> What to do
The records that follow are to be printed exactly, with no images.

====== Records for the exercise

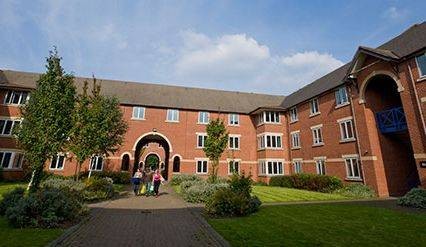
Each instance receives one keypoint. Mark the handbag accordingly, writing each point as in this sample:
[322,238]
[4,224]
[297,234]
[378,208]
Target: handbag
[143,189]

============

> Answer to this problem
Each instance receives one keypoint. Mark the handbag accordingly, writing each point as in this sample:
[322,238]
[4,224]
[297,234]
[378,208]
Target: handbag
[143,189]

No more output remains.